_What to work on_.
Repeat the listing exactly. Pictures stay out of your copy.

_Record set_.

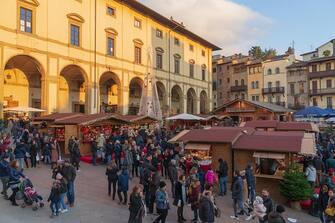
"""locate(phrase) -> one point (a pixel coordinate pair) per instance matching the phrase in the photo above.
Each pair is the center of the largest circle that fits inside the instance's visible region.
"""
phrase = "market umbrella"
(186, 117)
(23, 109)
(312, 111)
(331, 120)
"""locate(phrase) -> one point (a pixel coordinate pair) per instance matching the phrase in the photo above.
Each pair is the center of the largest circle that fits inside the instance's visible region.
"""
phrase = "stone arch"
(135, 94)
(204, 102)
(191, 101)
(23, 75)
(162, 96)
(110, 93)
(72, 94)
(177, 100)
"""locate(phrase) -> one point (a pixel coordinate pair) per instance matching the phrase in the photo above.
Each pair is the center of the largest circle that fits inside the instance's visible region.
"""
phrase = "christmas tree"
(295, 186)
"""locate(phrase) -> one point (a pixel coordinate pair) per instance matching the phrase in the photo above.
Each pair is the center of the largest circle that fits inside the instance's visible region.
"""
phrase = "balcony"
(322, 91)
(238, 88)
(274, 90)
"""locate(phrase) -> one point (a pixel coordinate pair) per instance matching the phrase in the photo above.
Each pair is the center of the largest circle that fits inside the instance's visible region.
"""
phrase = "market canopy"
(186, 117)
(23, 109)
(313, 111)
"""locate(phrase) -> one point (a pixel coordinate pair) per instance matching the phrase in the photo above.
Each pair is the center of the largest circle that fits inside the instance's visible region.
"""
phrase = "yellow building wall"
(49, 46)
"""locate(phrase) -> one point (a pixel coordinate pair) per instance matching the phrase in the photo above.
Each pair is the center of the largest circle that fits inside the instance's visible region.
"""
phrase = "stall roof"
(85, 119)
(261, 124)
(222, 135)
(57, 116)
(281, 126)
(269, 143)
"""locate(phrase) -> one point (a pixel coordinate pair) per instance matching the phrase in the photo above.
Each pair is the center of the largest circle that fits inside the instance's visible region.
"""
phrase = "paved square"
(94, 206)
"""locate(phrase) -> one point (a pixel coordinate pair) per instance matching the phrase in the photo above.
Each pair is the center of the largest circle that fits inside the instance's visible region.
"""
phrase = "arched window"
(177, 58)
(192, 68)
(159, 58)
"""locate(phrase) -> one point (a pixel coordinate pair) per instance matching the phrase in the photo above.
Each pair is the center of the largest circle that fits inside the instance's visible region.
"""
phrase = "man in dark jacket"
(249, 175)
(206, 209)
(4, 175)
(69, 173)
(223, 177)
(173, 175)
(268, 203)
(20, 153)
(237, 195)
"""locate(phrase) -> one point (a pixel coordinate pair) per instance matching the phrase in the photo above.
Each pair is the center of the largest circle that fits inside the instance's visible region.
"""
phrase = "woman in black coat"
(206, 208)
(112, 176)
(136, 206)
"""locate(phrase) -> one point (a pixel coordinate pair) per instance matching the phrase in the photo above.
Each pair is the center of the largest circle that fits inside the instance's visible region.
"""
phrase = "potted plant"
(295, 186)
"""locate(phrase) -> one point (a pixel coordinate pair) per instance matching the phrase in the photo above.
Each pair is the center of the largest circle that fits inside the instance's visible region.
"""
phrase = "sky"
(236, 25)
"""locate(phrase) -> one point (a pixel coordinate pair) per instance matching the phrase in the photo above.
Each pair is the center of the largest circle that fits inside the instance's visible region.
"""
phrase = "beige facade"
(255, 80)
(275, 79)
(65, 56)
(297, 84)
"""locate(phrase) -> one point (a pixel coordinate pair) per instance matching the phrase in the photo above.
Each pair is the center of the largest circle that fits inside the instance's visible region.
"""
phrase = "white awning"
(176, 138)
(276, 156)
(196, 146)
(308, 144)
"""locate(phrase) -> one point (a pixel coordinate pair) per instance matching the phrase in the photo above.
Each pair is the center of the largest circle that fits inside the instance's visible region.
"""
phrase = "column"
(197, 107)
(1, 81)
(124, 108)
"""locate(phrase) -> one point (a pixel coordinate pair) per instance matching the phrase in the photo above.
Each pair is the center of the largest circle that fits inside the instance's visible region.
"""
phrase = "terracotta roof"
(320, 59)
(144, 10)
(261, 124)
(269, 143)
(294, 126)
(57, 116)
(212, 135)
(329, 73)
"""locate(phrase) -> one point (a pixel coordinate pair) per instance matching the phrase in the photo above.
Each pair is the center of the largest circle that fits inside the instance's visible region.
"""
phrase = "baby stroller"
(28, 194)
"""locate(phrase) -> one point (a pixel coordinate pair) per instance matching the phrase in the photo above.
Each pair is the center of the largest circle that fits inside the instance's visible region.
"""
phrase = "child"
(54, 198)
(259, 209)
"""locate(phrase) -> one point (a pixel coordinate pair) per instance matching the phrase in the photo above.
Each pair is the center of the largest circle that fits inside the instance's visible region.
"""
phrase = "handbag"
(217, 212)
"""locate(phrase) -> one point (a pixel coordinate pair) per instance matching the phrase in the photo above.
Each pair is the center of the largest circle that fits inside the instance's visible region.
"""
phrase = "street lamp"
(169, 82)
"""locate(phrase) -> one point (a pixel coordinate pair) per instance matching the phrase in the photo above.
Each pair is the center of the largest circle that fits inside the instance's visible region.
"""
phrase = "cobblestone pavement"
(94, 206)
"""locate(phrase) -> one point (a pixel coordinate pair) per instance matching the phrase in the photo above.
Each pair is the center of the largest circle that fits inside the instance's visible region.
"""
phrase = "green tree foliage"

_Answer to the exercise_.
"""locate(phrase) -> one point (a pixel coordinate pair) per instance matching the phrase in the photo above.
Each pair is the center of the largest circle that fits inside the instance's visible region.
"""
phrase = "market umbrella"
(186, 117)
(23, 109)
(312, 111)
(331, 120)
"""locate(phrase) -> one point (a pixel coordinate pair) per instance matching the phrase in the photo above.
Each pair is the center of the largest circle that fits inside the instance's visible region.
"""
phrase = "stone arch"
(135, 94)
(204, 102)
(191, 101)
(23, 75)
(162, 96)
(110, 93)
(72, 94)
(177, 100)
"""locate(phrase) -> one point (a pixel coordinate pair) per instance matching the phrase in the photo above.
Each pair is the center of the largest circle that fits inside the instance's visible region.
"""
phrase = "christmas tree"
(295, 186)
"""locate(phrase) -> one point (a pixel coordinate pair) per instance matching the phrase in the photo above.
Each pair is the center of the largest circle that fits inside the instance's visible region.
"""
phrase = "balcony"
(322, 91)
(238, 88)
(274, 90)
"""locate(phrase) -> one point (a pixel coordinate pair) per instance matching the phrase in the photo above.
Each pair is the center of the largest circle that fits inside the instance's visible region.
"""
phrase = "market canopy"
(186, 117)
(23, 109)
(313, 111)
"""locate(phrase) -> one point (a pixel coordinate pair) per instance matching the phrase in the photo above.
Each pair is the center of the largest circle that fits inside the instance's visible region.
"""
phrase = "yellow building wall"
(49, 46)
"""locate(phrase) -> one point (a pixel coordinate pair) per instance matching the phrase in the photo above.
Each pair is the center of the largest circle that fits inside the instance's visible region.
"""
phrase = "stall roof"
(85, 119)
(261, 124)
(222, 135)
(57, 116)
(281, 126)
(269, 143)
"""locate(phrase) -> one point (a pixel coordinate pair) per instance matching the phrase in the photo above.
Each pair is the center of the largest circle that fits inside the instance's visible region.
"""
phrase = "paved square"
(94, 206)
"""locate(phrase) -> one point (a pixel coordinate pair) per instance matching the phrase in the photo above.
Each pair is the center of the largest circle that fits inside the instance's visible region.
"""
phrase = "arched window"
(177, 58)
(192, 68)
(159, 58)
"""locate(phrase) -> one point (a pixel coordinate pair) per instance matching the phrase in the photo above.
Each pair is the center of the largest circle that fits inside the instance's visible region.
"""
phrase = "man in dark jacket"
(249, 175)
(206, 209)
(4, 175)
(69, 173)
(223, 177)
(173, 175)
(268, 203)
(20, 153)
(237, 195)
"""locate(phrase) -> one point (a pixel coordinate pair) per instance matching the phrase in the photo above.
Each pair is the center of the largest circle that fits inside the instance's visible region.
"""
phrase = "woman in black coat"
(206, 208)
(112, 176)
(136, 206)
"""locate(phrase) -> one point (a pixel coordinate pair) per instance matching the phrase in the photo above.
Each pair is the center of the largest circle that fits inside the instance's visible region.
"""
phrase = "potted plant"
(295, 186)
"""locate(phrase) -> one point (a pixel coordinate pair) per instance matching the phrase in the photo above.
Each pair is the center of the largest circle that fits inside the instance's visible region.
"""
phrase = "sky"
(236, 25)
"""locate(phrase) -> one point (a pixel coordinate pair) per instance matching the phrase in the photo above.
Each pair is the center of the largest circle that fits inside the instance's visible region.
"""
phrase = "beige facade"
(255, 80)
(275, 79)
(65, 56)
(297, 84)
"""locate(phrase) -> one point (a pixel coordinate pair) per instance matching the phrase in the photo above.
Each pair is the center of the largest circle that fits inside the instance's visible region.
"""
phrase = "white awning"
(176, 138)
(276, 156)
(196, 146)
(308, 144)
"""locate(phrase) -> one point (a pixel coordinate pair) per instance matching the phrase in the photo above.
Each pair is the center of the largest circle that fits inside the instance's visible region.
"""
phrase = "column"
(197, 107)
(1, 81)
(124, 108)
"""locate(phrase) -> one point (a pixel coordinate pair) per instance matching the phrase in the photo above.
Each pair is the center of the largest circle that fits inside the instance's visible region.
"""
phrase = "terracotta roof"
(320, 59)
(144, 10)
(261, 124)
(269, 143)
(294, 126)
(57, 116)
(212, 135)
(329, 73)
"""locate(phrase) -> one point (a pixel coordinate pair) per instance matching the phrase in the photo above.
Each pair is the center of the largest circle that fits inside the instance's visible region.
"""
phrase = "baby stroller"
(28, 194)
"""locate(phrase) -> one point (a pixel coordinate pair) per instance matching the phrase in the photo above.
Each pair is the center of the largest circle that fits inside the instance's visible region.
"""
phrase = "child"
(54, 198)
(259, 209)
"""locate(phrase) -> one point (a pixel coordinate pair) per instance matching the phrase in the photo above.
Each pair is the center of the largest circle that fits inside the instance's visible region.
"""
phrase = "handbag"
(217, 212)
"""locate(phrase) -> one point (a pixel coordinate pair) per instance matching the phrase in the photo above.
Each pair is the center of the largest circle that fits inside the instance's visible region.
"""
phrase = "street lamp"
(169, 82)
"""locate(phrase) -> one point (a pixel coordinate pair) per instance matching the phrase in the photo above.
Each pair is the center of the largest circle that fits inside the instance's visible region.
"""
phrase = "cobblestone pavement"
(94, 206)
"""locate(phrase) -> one point (a pixel coordinate pair) per instance matching the phrase in the photo above.
Each pair is the center of the largest circle that fits inside the instance's visible region.
"""
phrase = "green tree foliage"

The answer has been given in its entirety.